I’d have liked Eun-soo more if she’d been a side character, but as our series heroine she really doesn’t work for me. Aside from the not-liking-her factor, there’s the fact that it’s through her eyes that we see the drama, and therefore I feel like she taints my view of the drama.

 
Dahee Fanel: Potayto, potahto, indeed! I love seeing the drama through Eun-soo’s eyes, mostly because I love Eun-soo. :)I was surprised by Eun-soo being pretty okay with the move, too, but after some thought, I realized that she probably just accepted it because she thought that her misgivings and fears were silly, and that she was wrong to be afraid of getting so close, so quickly. I think she just wanted to go with the flow, to fall with him in that youthful exuberance. And I think she was trying to stamp down those fears, because, as she’s said several times, she’s a coward. And that’s bad. But, y’know, in the end, it all wound up exploding out of her (like most things do when you keep them bottled up), so it was definitely not a good move on her part. But I think she was really trying to adjust for him, to try not to burst his bubble. Plus, y’know, she’s a coward, and it would have been out of character for her to tell him right away how she felt. (But she DID tell him her feelings eventually, at least, in that conversation where she hugged him and couldn’t look him in the face. Oh! And remember when, in an early episode, she told him that they shouldn’t sleep together that day, because she was afraid? Tae-oh told her he understood, but he didn’t really, did he?)

I think that when Eun-soo presented that life plan idea, she was giving him something. She was showing him that she wanted to tackle her most basic insecurity with him. But he rejected it. And I think Eun-soo was remarkably tolerant of his pushy, stalker-like ways, but he never really appreciated that, either…probably because she never told him it bothered her, but honestly, isn’t it simple common sense to know that it isn’t okay to just move into your girlfriend’s house without telling her beforehand?

And regarding Dal-ja…Before she backed off, she was VERY pushy about it. At least, that’s the way I remember it. I might be wrong — I haven’t seen that show in quite a while. I don’t think Eun-soo was ever pushy to that extent. She never told him to get another job or anything like that. She just wanted him to have a plan, “just in case”. Because she was in it for the long haul. That’s miles different from telling a guy to go back to being a lawyer so that he can support you.

But all that being said, their relationship really was doomed from the start, so I don’t see how they could have lasted regardless. It was too much, too fast, and with too little maturity involved.

 

 
javabeans: I’m finding this conversation fascinating! Who knew there were so many ways to interpret the same things?

Data provided
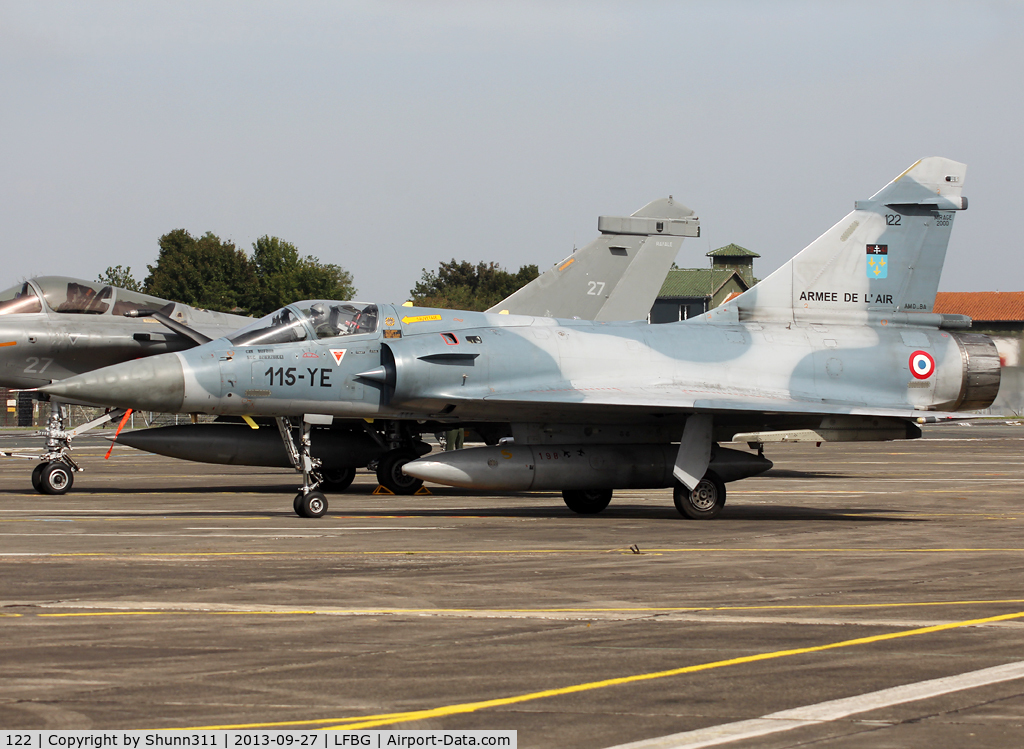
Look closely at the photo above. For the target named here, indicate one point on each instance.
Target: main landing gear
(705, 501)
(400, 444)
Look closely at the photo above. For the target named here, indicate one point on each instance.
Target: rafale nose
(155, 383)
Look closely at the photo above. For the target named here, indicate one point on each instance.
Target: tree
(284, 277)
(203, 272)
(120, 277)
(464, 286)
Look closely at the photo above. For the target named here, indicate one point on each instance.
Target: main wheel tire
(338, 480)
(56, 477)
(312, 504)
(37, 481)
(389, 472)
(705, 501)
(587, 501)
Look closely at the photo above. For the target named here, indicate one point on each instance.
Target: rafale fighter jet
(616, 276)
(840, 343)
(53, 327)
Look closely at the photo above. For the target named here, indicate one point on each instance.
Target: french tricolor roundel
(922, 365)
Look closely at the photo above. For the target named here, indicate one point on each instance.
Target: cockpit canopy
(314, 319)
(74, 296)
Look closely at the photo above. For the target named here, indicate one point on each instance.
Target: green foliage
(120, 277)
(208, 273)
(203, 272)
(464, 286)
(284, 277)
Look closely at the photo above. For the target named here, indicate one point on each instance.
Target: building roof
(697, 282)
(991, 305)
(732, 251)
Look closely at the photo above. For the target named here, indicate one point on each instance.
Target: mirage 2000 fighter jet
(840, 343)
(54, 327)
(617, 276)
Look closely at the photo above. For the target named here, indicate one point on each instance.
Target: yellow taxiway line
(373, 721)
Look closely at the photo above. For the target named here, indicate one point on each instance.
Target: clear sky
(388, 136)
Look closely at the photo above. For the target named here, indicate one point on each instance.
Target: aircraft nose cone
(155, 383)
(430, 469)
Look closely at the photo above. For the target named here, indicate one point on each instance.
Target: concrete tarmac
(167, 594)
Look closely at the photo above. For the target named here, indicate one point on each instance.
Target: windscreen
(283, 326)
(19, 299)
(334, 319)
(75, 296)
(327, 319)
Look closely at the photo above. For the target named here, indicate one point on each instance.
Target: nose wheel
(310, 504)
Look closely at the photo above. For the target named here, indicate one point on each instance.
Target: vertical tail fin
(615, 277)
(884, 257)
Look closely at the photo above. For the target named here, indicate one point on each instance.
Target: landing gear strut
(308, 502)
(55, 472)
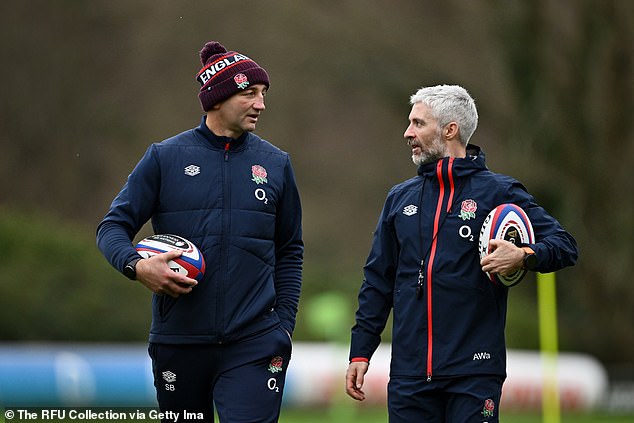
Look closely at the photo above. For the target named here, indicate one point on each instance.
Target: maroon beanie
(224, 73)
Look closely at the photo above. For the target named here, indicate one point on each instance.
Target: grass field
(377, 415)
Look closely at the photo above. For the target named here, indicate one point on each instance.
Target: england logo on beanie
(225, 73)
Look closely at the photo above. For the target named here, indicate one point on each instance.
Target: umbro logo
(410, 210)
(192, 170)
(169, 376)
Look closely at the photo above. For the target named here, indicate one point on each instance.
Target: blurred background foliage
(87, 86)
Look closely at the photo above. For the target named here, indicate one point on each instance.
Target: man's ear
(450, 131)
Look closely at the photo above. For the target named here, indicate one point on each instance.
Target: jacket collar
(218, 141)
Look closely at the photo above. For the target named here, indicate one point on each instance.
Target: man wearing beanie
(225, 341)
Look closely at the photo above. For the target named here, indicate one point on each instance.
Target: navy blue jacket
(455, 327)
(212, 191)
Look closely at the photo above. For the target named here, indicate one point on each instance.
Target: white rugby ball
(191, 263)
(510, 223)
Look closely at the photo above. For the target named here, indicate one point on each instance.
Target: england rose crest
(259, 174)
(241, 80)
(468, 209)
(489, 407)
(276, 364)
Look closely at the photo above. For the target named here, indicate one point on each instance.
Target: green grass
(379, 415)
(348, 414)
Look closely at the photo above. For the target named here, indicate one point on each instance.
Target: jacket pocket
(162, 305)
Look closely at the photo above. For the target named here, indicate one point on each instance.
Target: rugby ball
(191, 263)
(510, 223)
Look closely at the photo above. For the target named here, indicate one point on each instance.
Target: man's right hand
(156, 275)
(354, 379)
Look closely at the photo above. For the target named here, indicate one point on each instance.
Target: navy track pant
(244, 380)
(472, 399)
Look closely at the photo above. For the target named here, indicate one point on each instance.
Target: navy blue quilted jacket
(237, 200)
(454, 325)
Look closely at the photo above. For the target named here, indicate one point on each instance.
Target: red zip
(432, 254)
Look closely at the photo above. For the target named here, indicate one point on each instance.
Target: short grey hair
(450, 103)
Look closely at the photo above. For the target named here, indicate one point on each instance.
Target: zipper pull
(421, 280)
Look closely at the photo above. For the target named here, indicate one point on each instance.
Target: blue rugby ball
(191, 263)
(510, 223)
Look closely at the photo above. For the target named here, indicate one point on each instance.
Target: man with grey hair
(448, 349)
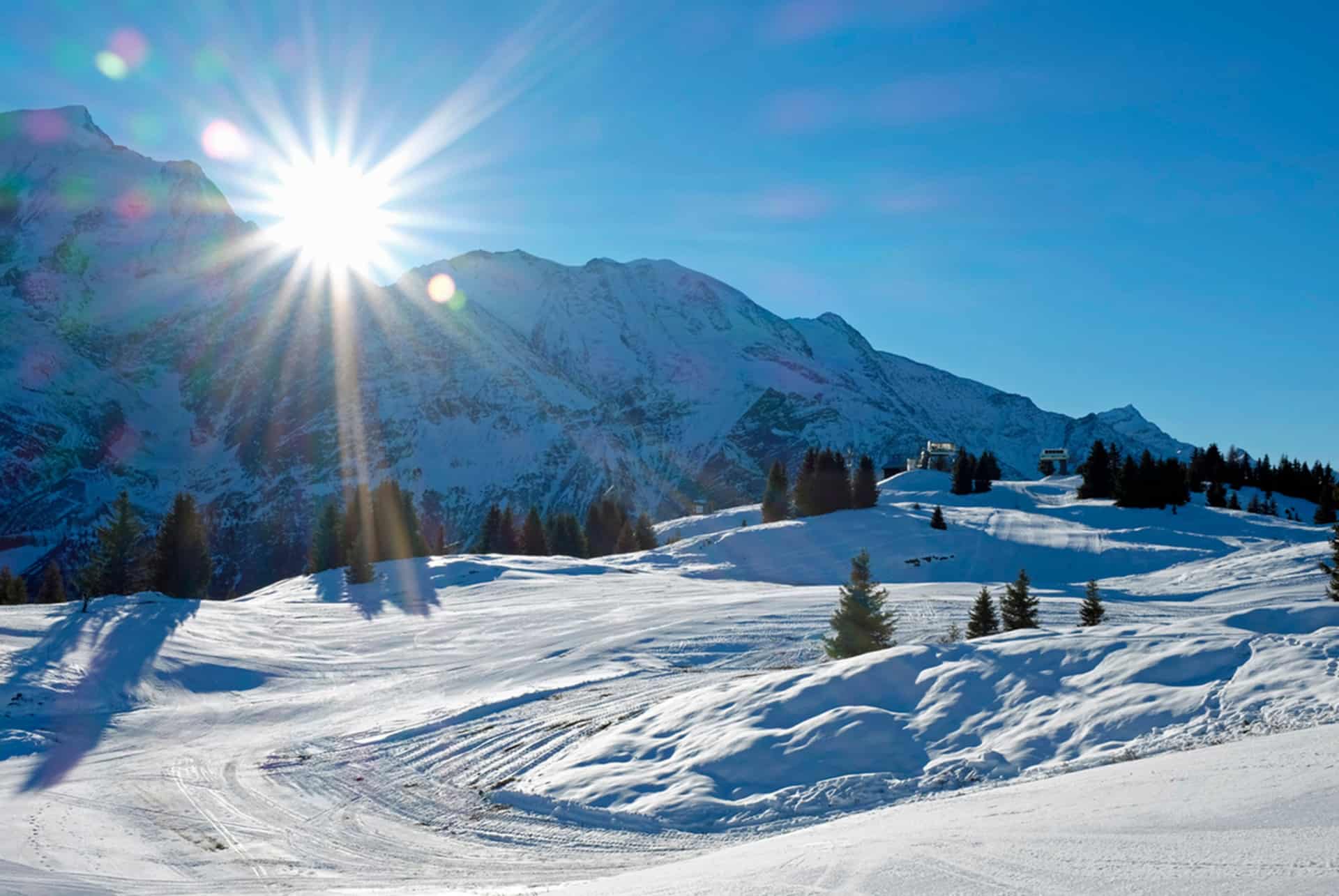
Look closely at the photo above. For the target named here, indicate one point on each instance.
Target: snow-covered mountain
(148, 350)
==
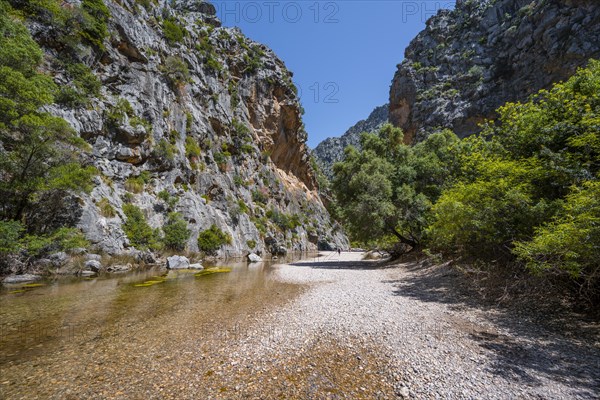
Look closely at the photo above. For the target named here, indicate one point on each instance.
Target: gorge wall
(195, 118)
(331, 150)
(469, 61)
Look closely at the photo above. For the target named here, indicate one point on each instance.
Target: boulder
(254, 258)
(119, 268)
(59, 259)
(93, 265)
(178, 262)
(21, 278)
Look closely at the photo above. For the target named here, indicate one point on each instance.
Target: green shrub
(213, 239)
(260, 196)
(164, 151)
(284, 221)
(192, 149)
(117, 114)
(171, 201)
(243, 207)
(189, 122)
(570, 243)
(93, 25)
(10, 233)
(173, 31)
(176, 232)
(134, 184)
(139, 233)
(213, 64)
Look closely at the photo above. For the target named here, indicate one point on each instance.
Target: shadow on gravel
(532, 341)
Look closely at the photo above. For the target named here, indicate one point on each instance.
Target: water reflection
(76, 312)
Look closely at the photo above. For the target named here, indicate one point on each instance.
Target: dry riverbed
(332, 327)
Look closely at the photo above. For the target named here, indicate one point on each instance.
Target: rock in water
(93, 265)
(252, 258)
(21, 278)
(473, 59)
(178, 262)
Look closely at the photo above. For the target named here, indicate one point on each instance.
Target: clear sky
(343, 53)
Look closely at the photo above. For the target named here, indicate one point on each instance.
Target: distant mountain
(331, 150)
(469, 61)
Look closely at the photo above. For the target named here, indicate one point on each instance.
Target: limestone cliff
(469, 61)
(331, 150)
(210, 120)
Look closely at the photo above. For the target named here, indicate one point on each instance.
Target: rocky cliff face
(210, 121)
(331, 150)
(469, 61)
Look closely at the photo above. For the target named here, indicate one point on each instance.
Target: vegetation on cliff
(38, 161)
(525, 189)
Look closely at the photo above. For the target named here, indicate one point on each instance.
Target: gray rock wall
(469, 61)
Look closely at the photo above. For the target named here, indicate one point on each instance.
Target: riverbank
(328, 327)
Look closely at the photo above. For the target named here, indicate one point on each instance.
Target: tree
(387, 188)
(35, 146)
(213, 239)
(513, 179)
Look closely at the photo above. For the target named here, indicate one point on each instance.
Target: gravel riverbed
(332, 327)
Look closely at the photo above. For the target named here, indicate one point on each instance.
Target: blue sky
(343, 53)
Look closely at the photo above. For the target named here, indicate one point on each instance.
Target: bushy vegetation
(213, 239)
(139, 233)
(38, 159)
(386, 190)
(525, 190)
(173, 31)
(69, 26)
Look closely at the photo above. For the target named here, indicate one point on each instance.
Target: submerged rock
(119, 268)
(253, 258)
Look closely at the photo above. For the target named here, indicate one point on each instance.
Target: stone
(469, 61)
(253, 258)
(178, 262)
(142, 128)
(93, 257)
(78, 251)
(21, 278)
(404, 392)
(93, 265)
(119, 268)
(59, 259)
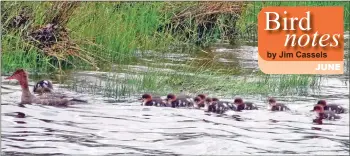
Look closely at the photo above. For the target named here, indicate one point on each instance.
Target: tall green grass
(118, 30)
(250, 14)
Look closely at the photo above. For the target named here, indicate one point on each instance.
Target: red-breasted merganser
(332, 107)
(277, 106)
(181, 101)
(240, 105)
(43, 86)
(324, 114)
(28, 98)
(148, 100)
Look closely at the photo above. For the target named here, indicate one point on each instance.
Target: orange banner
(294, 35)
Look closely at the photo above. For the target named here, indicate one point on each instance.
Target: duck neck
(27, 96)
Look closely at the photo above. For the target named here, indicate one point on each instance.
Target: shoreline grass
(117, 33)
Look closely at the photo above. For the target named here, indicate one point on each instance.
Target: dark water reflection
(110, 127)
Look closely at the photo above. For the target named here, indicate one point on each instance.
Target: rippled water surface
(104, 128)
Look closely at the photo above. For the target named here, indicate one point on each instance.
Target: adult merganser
--
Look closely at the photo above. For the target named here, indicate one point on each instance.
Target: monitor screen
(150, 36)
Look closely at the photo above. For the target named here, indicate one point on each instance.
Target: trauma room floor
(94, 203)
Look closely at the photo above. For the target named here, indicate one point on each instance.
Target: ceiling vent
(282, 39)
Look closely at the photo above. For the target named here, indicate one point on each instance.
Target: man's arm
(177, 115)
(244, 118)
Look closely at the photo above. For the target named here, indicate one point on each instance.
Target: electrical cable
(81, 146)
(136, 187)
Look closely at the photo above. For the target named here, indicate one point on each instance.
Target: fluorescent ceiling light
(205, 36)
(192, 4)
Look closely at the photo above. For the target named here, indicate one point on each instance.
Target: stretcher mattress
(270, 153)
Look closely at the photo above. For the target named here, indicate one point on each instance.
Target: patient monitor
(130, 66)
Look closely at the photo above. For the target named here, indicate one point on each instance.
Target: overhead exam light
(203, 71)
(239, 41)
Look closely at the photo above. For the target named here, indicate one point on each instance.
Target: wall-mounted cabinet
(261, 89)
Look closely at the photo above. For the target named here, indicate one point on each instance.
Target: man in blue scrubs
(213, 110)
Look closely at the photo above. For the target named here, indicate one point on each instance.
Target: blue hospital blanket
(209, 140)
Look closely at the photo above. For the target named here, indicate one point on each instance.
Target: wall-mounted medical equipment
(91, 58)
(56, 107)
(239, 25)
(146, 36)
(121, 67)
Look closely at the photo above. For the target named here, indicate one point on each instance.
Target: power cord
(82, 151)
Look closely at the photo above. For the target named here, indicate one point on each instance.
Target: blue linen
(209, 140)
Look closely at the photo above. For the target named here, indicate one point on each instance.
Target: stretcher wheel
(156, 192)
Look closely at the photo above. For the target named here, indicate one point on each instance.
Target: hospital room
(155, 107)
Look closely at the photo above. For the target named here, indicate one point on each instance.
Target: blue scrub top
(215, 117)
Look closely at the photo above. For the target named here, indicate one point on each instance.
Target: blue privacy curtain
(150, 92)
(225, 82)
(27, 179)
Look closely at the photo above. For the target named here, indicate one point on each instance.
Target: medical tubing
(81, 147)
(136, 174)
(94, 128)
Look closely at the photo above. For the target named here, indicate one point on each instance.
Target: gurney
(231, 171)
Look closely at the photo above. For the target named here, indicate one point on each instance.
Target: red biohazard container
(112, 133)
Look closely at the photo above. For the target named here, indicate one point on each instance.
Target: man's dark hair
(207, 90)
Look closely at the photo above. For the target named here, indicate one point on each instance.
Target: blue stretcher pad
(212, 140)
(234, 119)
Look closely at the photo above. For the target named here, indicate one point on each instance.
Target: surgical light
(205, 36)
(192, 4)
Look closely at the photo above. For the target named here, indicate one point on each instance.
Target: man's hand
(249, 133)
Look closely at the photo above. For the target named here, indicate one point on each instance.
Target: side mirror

Requests
1. In the drama discussion, what did Eun-soo tell Tae-oh in an early episode about sleeping together?
2. Carry on the drama discussion from its final comment onward.

Responses
1. She told him they shouldn't sleep together that day because she was afraid.

2.
Dal-ja was pushy, but I think her reasons are a little more justified than Eun-soo’s, because the basis of her argument was because Tae-bong was working himself to death and she was worried about his welfare. She was definitely happy about all the fringe benefits that came with Tae-bong returning to his cushy law job, but the real catalyst was seeing him drag his exhausted body home every night after doing hard labor, watching him pass out while brushing his teeth, and so forth. So I saw her actions as a mix of selfishness and genuine concern. Eun-soo, on the other hand, wasn’t asking for a life plan for Tae-oh’s benefit — it was for hers only. Which is why I was so annoyed with her.

 
Dahee Fanel: Hmm, I guess I never really gave Dal-ja the benefit of the doubt. I always thought her selfishness far exceeded her concern. But for Eun-soo, I always give her the benefit of the doubt…Guess that shows which character I liked better, huh? Also which actress I like better. :P

 
javabeans: What about Eun-soo’s friendships? Her relationship with “soulmate” Yoo-joon? Any thoughts on that?

 
Dahee Fanel: I really like when Eun-soo’s with her friends. I love how open and supportive they are with each other. And I love the realistic dynamics of their fights, and the varieties of closeness they experience with each other (especially the Jane dynamic…Eun-soo and Yoo-hee really seem closer to each other than they are to Jane, don’t they?). As for Yoo-joon…They have such an interesting relationship, don’t they? I really like that they’re just “soulmates”, although there are hints sometimes of a more romantic kind of interest. I do believe that, if soulmates exist, they don’t have to be strictly of the romantic kind. Two best friends can be soulmates, or a brother and sister can be soulmates. I like the way My Sweet Seoul is presenting that aspect of “soulmate-ism.”

 

 
javabeans: Eun-soo’s friends are probably the highlight for me, particularly Yoo-hee, but also Jane. Funny how my opinion on Jane has had such an upswing from the beginning.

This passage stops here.